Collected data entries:
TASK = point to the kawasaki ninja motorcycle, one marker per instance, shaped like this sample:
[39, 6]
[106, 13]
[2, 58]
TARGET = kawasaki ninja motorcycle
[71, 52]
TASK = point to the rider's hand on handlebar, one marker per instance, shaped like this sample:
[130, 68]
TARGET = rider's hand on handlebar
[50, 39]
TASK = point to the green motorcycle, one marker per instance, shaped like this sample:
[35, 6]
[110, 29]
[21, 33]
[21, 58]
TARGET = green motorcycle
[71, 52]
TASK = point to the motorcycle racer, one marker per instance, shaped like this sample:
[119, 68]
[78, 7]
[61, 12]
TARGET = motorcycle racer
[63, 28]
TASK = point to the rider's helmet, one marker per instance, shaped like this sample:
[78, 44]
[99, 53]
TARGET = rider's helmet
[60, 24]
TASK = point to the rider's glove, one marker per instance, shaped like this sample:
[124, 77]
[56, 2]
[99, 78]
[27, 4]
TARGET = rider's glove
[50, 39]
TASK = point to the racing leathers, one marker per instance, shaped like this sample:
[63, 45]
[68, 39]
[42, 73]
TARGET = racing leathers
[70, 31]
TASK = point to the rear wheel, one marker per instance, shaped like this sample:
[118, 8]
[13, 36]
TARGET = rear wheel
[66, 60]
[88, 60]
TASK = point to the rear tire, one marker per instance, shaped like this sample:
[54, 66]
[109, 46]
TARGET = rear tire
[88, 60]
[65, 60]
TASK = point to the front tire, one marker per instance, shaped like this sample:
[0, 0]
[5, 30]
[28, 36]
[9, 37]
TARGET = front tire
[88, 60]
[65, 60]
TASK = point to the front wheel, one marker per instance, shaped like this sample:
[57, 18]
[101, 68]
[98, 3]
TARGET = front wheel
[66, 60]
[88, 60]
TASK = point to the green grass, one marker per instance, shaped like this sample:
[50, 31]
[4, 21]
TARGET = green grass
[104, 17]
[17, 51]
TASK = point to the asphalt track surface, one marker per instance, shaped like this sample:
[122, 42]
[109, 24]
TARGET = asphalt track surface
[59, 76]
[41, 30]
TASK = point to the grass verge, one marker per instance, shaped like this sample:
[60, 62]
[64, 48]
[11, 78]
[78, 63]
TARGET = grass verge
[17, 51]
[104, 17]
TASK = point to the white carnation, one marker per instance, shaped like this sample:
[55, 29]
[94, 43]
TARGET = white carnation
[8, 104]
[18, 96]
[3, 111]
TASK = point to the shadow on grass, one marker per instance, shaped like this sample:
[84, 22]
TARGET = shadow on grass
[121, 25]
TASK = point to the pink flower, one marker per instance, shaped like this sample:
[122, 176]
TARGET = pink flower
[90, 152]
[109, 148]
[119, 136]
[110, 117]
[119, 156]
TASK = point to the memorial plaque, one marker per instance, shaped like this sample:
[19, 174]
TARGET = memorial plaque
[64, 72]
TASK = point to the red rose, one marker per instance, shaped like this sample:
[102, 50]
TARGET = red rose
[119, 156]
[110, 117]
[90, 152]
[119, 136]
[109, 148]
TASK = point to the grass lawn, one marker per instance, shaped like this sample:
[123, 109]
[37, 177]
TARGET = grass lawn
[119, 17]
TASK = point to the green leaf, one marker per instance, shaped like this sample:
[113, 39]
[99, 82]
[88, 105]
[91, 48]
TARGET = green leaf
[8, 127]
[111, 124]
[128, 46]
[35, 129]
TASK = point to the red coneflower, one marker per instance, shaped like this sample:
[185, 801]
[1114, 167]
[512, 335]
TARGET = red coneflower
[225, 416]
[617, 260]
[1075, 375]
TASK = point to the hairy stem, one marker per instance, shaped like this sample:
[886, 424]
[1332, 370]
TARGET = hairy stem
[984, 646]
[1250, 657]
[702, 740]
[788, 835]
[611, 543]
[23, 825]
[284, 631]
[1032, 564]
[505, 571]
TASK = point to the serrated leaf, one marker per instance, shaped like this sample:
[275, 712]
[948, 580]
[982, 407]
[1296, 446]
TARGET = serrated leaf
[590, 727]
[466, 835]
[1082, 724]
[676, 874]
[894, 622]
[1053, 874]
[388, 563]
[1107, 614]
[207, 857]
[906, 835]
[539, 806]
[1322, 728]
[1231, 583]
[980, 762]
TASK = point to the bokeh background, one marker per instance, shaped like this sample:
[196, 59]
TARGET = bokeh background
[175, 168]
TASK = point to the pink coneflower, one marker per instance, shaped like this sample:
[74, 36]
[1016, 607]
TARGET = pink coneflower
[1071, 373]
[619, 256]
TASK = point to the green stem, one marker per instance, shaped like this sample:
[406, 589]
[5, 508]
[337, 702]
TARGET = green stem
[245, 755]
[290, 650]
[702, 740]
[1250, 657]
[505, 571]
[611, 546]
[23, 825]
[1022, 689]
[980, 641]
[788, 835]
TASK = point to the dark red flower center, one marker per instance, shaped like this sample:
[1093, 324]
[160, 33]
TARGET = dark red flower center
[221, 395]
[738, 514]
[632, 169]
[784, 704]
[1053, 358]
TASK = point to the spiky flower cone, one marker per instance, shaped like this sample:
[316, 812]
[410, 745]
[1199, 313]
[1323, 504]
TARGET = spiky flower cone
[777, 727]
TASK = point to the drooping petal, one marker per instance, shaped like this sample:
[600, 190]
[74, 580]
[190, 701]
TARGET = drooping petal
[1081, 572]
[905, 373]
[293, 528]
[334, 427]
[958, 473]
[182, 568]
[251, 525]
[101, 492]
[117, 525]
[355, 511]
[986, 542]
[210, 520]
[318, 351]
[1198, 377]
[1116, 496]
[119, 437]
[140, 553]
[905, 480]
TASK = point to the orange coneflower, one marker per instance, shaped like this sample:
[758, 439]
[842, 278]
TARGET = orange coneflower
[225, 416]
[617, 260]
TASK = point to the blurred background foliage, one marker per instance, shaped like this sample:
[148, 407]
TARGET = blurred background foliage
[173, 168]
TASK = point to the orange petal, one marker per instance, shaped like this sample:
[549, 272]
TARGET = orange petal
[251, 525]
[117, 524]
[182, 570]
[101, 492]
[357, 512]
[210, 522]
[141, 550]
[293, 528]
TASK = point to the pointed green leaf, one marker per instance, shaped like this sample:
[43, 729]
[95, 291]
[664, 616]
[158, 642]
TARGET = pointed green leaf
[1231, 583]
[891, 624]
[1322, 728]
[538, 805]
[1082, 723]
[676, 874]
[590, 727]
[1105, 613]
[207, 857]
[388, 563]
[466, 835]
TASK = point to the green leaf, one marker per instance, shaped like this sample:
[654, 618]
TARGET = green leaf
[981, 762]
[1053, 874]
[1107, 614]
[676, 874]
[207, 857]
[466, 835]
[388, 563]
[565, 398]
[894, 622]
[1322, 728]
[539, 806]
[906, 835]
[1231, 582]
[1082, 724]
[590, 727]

Objective = Can you copy out the lines of the entries from the line containing "TASK = point to the dark" through the line containing "[1053, 358]", both ends included, without changing a character?

Full output =
TASK = point to the dark red flower center, one marker per instance, shaped like this sample:
[1093, 324]
[160, 33]
TARGET = dark red flower center
[221, 395]
[738, 514]
[632, 169]
[784, 704]
[1053, 358]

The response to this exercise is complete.